AIM OF THE TASK:
Extract every line of the items below that contains the word "image", copying each such line in full.

### AVAILABLE DATA ###

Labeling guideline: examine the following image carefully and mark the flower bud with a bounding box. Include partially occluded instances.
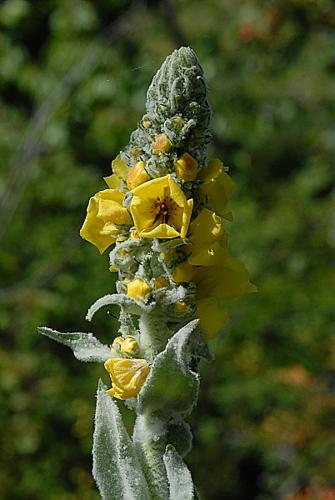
[151,134,172,155]
[127,278,151,302]
[127,161,149,189]
[174,153,198,181]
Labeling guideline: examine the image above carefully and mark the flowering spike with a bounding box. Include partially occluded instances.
[38,47,255,500]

###

ANSWER TO THIS TASK:
Labeling guideline: examine the following image carefully and mark the flower bud with a bounding box. Include partially occluded instances.
Labeling guideline: examine the image above carefully and mark the flowering spike with a bounding box. Include partially occluded instances.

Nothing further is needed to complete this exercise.